Segment Start: MATERIALS PROVIDED
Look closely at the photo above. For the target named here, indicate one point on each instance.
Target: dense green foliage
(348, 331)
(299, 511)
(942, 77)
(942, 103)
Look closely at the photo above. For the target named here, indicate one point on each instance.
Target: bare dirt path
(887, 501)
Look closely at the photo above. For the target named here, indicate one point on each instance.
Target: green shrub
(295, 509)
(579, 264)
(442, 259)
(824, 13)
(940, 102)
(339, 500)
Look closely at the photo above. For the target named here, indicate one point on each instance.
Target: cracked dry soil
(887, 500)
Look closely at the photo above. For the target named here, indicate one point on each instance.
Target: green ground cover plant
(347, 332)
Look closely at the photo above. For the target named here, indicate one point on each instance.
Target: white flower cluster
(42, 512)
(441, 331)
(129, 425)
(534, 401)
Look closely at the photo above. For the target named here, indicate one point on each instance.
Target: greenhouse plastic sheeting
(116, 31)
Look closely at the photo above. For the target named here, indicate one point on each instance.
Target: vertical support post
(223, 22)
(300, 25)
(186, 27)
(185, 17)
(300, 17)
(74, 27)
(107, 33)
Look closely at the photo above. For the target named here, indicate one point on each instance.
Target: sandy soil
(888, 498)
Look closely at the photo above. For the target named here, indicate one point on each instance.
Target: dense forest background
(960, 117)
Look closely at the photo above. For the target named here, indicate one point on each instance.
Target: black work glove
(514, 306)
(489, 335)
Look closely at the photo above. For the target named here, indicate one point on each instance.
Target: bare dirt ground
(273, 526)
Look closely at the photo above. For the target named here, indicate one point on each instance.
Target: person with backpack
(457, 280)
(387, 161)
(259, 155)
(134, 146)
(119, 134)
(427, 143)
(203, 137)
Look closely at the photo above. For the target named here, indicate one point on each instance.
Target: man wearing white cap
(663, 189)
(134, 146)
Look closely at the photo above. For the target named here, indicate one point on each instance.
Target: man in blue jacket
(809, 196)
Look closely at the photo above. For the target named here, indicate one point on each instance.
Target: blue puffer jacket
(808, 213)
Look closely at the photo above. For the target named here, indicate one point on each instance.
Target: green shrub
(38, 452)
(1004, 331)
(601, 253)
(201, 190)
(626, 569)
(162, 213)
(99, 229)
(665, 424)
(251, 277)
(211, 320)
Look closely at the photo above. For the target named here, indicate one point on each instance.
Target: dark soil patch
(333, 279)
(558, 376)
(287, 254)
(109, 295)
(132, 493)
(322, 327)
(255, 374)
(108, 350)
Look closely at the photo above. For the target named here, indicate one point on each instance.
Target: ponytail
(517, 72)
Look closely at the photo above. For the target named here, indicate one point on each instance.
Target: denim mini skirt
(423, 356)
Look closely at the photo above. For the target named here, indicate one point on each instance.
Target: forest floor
Segment End: MATERIALS PROVIDED
## [EXERCISE DETAILS]
Copying begins at the line that holds "Target: person with backpack" and ends at the last line of the data above, with both included and each line kept exactly.

## [EXPECTED ANSWER]
Target: person with backpack
(457, 280)
(387, 161)
(259, 155)
(134, 146)
(119, 134)
(427, 143)
(203, 137)
Look closely at the photo above. For the target named here, indicate one point on each instance.
Target: man wearing white cap
(663, 189)
(134, 146)
Look closely at the photo above. For the target named here, indicate one point on each instance.
Target: man in blue jacket
(809, 196)
Look closely at the photo above. For the target named here, indicate one point on each instance.
Target: blue puffer jacket
(808, 213)
Look closely at the photo above. For the target named here, indicate one point on each instance.
Target: green shrub
(38, 452)
(1004, 331)
(601, 253)
(201, 190)
(626, 569)
(162, 213)
(99, 229)
(665, 424)
(251, 277)
(211, 320)
Look closely at the photo above. For the target named here, indicate one point on each instance.
Target: dark soil patch
(333, 279)
(558, 376)
(287, 254)
(109, 295)
(132, 493)
(322, 327)
(255, 374)
(108, 350)
Look closely at the photo above. For the target named here, indicate one point on each instance.
Target: ponytail
(517, 72)
Look closely at the photo above. For the target named here, indicate one point on each instance.
Target: denim mini skirt
(423, 356)
Look closely at the photo above. For the target named here, indicate one point on each instance.
Target: forest floor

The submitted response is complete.